((

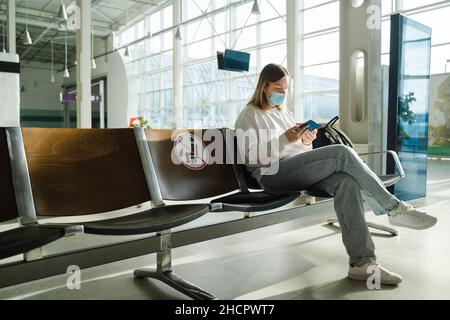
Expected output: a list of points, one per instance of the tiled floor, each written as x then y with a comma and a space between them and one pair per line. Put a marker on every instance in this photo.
285, 261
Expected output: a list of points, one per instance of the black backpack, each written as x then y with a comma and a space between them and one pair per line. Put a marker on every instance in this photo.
329, 135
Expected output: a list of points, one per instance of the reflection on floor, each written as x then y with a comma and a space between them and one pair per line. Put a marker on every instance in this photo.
285, 261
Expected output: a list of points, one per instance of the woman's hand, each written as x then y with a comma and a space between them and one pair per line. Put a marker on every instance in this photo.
294, 134
309, 136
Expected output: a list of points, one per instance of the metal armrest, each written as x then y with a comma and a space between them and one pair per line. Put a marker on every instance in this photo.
69, 229
394, 156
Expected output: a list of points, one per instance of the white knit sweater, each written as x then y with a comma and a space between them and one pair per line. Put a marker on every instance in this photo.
274, 123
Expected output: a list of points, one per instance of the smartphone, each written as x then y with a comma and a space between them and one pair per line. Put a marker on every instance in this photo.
312, 125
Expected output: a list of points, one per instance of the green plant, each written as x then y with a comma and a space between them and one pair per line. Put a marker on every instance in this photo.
406, 115
139, 122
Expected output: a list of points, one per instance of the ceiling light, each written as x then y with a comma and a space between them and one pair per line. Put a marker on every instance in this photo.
178, 34
62, 12
93, 65
3, 36
255, 8
52, 75
66, 72
27, 40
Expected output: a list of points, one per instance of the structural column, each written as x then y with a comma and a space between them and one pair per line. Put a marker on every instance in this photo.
84, 108
360, 85
293, 52
178, 54
11, 25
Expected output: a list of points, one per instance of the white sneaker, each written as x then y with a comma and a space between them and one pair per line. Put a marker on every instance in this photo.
409, 217
364, 272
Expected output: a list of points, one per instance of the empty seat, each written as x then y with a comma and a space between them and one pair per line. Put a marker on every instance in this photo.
17, 204
88, 171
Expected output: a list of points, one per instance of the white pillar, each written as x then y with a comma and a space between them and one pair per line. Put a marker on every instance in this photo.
293, 49
360, 101
11, 25
178, 54
84, 108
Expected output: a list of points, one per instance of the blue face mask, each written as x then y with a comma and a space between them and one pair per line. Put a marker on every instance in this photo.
277, 99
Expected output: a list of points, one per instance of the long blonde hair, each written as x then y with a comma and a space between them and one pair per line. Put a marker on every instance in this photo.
270, 74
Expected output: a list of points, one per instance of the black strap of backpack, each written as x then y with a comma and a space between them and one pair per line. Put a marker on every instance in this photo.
332, 121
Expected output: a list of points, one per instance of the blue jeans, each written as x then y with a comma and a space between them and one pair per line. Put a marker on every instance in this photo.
338, 171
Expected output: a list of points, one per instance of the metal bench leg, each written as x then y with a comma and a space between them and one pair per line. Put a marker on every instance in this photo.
310, 200
32, 255
165, 274
249, 214
392, 231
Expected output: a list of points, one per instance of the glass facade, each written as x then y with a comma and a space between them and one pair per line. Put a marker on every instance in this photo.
213, 98
409, 103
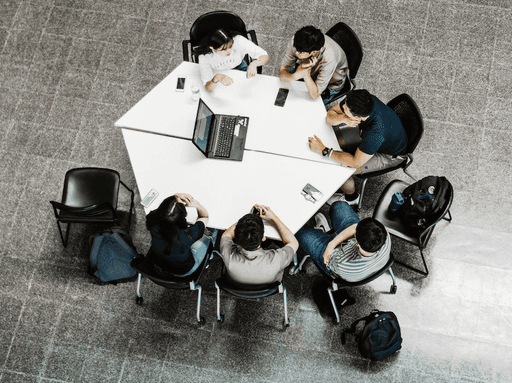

))

◆ **Instructions for the task**
Lines from the one holding "the blue face" down to the last line of the entries above must be retyped exactly, inclusive of both, with no pictures and nothing else.

◆ **Exercise response**
Expected output: a list of points, one per instance of the blue face mask, each written as x then y with a comma and a space between them and one pair per line. Put a marker on every instance in this photo.
277, 99
Expected output: a list of points, one per instance of the long blonde hair, each written as x then y with a comma and a space between them and one pair per line. Put a marker on every instance in this photo.
270, 74
Expected output: a list of points, one per instance of the black strap of backpack, each written as x then y with a comma and a space between them and one pair per line. Put a marker on every instance in this photo.
332, 121
Expected output: a list of points, one per instance of the blue jeans, each written as x then y with a comma and a space between them and one pair per line. Put a marker on every instance in this photo.
338, 171
Expected output: a list of points, one per instance of the metal bench leg, each written as x then y with a comma and a space between them and one pair per line. Put a marker on every instance in this photo.
310, 200
32, 255
165, 274
249, 214
392, 231
Expected output: a list of points, one per instance of the glass facade, each written as x then y with a comma and a space between them and one pair per line. Put a marker on every instance in this photo.
213, 98
409, 103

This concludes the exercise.